Dataset excerpts on object pointing
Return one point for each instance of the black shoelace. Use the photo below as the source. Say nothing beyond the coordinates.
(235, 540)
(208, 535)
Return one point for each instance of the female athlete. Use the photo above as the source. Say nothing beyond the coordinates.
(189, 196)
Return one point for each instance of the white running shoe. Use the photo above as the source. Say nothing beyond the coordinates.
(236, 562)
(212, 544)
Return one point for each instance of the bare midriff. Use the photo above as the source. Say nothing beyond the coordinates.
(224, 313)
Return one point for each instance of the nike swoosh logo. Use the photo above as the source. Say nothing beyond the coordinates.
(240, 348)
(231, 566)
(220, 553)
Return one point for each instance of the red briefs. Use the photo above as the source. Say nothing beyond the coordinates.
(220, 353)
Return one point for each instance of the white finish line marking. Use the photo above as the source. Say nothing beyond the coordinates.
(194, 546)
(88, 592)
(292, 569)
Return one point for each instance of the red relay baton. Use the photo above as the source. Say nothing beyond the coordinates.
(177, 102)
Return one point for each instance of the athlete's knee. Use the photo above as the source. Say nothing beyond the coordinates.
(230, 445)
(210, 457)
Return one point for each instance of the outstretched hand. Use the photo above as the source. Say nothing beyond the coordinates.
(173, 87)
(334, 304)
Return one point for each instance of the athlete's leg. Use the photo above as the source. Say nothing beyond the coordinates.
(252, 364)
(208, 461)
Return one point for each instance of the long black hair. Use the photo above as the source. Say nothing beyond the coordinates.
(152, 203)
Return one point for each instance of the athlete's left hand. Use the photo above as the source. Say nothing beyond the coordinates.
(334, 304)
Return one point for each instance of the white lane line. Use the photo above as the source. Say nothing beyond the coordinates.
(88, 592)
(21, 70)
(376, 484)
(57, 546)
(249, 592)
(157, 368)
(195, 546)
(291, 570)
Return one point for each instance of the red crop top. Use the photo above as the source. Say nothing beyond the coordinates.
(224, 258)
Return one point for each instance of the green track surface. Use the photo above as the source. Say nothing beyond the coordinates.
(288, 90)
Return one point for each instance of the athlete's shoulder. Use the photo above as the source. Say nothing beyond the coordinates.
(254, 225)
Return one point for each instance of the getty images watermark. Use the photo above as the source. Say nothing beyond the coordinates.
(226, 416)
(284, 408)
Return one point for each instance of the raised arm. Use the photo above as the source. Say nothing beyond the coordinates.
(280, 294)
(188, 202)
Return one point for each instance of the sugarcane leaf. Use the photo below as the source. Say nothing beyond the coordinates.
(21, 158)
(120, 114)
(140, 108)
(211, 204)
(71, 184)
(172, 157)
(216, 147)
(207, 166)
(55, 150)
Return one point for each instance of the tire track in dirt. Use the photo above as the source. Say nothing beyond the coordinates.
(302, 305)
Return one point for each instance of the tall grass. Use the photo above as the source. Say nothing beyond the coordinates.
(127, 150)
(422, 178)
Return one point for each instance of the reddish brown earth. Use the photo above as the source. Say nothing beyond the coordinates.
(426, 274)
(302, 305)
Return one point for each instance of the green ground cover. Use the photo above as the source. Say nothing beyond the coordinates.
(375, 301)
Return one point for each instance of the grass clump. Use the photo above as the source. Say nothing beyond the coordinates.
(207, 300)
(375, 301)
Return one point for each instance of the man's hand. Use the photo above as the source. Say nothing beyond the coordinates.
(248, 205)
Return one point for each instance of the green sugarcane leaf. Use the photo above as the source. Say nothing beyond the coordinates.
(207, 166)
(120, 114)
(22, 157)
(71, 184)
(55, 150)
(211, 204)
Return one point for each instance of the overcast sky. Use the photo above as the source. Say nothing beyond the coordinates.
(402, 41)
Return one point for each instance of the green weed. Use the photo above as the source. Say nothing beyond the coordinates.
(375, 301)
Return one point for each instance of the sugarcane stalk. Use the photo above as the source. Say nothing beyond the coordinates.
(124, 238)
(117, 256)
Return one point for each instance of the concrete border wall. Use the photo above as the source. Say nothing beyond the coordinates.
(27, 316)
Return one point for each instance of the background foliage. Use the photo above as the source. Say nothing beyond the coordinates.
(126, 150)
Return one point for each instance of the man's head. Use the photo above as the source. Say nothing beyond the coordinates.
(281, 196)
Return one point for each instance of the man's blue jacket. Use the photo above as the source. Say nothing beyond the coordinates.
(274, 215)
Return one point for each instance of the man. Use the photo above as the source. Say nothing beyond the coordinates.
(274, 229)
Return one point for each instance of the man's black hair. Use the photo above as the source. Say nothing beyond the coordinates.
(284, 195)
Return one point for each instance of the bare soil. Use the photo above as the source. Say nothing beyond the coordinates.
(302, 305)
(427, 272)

==

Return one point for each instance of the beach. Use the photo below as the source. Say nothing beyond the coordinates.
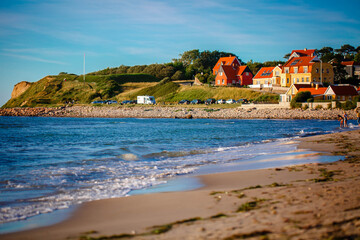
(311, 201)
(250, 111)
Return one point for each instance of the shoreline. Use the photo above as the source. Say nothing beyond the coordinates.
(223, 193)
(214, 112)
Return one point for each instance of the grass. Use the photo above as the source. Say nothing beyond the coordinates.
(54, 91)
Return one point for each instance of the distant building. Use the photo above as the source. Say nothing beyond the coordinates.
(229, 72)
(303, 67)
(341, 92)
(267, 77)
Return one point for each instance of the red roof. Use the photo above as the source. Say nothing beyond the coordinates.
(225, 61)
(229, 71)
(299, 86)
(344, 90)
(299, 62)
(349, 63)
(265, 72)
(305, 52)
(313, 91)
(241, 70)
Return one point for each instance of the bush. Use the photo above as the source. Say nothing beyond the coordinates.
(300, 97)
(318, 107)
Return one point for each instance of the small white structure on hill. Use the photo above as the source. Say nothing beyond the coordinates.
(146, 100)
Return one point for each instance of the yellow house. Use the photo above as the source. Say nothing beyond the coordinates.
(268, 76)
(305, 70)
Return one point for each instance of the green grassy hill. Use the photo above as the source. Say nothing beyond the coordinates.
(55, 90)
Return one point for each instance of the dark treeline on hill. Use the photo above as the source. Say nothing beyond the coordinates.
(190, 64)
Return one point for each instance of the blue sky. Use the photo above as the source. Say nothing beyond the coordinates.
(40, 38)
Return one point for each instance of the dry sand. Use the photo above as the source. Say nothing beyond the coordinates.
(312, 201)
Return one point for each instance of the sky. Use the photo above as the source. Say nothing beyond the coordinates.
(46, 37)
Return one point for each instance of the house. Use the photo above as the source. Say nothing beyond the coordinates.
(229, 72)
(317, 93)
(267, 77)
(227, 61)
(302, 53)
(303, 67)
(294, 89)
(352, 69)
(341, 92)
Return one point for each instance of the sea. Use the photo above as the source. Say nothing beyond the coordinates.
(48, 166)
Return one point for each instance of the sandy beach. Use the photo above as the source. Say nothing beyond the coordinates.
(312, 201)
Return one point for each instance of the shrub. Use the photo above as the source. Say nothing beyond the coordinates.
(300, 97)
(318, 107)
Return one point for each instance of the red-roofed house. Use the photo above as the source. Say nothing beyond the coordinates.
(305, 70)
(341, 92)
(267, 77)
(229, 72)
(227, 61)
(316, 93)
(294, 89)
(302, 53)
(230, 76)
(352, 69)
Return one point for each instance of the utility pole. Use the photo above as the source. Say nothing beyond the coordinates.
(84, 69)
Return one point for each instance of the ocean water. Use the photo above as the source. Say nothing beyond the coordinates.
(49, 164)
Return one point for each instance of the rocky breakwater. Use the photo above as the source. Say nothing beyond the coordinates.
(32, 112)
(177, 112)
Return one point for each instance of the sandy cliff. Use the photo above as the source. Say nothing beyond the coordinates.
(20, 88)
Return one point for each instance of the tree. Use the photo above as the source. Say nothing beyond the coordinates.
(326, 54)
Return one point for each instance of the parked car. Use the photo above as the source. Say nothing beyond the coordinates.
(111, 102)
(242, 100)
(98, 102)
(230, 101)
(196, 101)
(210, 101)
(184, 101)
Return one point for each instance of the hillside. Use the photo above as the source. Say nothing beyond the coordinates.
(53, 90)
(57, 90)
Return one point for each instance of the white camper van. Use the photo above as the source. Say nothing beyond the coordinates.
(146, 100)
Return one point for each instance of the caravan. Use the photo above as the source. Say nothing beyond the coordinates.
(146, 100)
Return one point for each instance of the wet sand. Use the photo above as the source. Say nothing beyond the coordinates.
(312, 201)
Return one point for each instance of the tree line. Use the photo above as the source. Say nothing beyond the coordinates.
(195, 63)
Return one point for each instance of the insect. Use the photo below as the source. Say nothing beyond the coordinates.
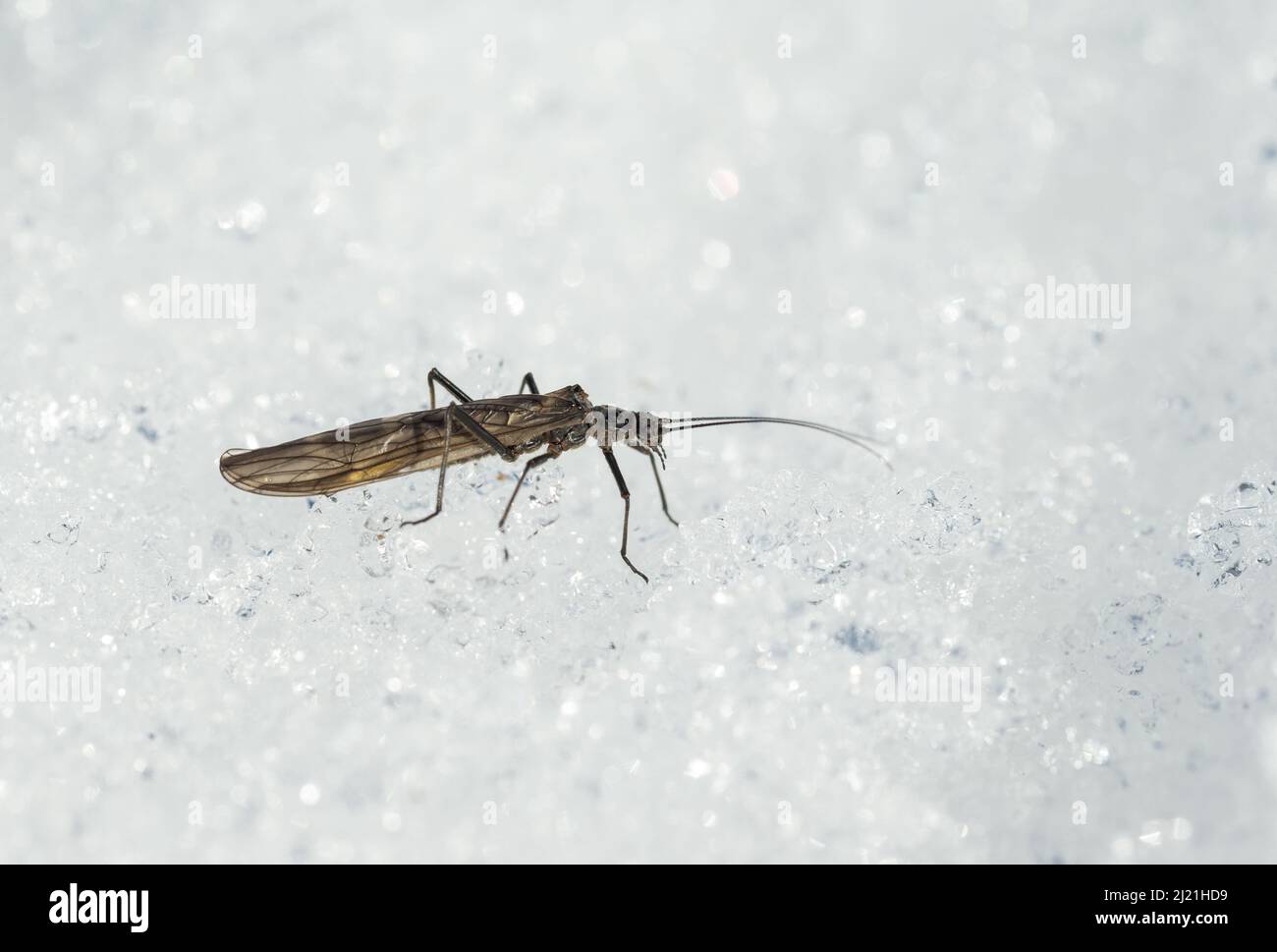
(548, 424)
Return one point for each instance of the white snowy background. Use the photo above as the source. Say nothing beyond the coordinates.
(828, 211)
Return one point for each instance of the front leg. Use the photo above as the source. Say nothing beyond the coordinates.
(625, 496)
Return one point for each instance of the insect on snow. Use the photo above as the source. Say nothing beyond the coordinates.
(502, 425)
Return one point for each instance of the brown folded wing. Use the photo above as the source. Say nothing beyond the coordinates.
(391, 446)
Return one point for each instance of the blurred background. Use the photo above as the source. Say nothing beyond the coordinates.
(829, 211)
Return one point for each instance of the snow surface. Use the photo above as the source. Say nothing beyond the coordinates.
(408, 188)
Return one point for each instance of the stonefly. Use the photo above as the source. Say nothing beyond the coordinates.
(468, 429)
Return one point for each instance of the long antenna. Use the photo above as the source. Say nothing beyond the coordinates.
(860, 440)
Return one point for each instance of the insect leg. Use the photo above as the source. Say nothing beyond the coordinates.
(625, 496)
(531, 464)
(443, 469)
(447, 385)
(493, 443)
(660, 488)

--

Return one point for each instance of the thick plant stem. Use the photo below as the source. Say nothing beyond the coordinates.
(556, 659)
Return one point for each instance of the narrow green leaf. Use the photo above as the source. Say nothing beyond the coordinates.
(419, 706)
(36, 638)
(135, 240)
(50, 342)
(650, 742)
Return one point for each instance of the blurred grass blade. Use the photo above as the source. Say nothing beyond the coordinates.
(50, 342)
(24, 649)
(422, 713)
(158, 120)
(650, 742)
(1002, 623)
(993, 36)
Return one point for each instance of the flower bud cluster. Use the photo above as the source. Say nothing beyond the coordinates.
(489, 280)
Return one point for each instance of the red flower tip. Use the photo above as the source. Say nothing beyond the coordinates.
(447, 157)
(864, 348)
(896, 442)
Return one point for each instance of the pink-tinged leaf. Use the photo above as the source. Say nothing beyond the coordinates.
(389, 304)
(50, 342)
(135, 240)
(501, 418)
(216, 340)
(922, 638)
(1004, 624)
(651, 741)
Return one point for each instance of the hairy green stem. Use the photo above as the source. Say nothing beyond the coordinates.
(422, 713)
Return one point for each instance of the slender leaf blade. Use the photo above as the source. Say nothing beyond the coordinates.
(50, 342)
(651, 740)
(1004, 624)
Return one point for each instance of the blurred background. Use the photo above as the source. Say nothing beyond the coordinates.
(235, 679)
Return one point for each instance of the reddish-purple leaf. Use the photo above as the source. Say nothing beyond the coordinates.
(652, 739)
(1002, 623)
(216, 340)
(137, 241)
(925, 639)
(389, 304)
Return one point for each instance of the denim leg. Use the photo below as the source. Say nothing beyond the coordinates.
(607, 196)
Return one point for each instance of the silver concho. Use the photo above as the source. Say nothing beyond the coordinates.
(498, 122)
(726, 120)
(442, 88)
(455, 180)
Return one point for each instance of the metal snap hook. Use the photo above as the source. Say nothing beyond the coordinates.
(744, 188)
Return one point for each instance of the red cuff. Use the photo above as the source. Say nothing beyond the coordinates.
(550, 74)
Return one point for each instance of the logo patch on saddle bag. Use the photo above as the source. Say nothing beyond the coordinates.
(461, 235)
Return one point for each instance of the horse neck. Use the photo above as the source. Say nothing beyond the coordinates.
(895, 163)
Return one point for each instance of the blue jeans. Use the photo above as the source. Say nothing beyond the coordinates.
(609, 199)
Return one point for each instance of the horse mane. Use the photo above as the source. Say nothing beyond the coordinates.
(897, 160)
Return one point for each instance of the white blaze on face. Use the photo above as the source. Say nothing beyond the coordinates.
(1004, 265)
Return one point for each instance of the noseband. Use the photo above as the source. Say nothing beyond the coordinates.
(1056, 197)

◆ **DIRECTION**: Find each line in the rows above that contains the word "flower", and copy those lines.

◆ **FINISHED EXERCISE**:
Return one point for each instance of the flower bud cluster. Use the photo above as the source. Say nothing beyond the coordinates.
Return one point for each instance of the red flower tip. Use the photo above as the source. Say nothing beyond the coordinates.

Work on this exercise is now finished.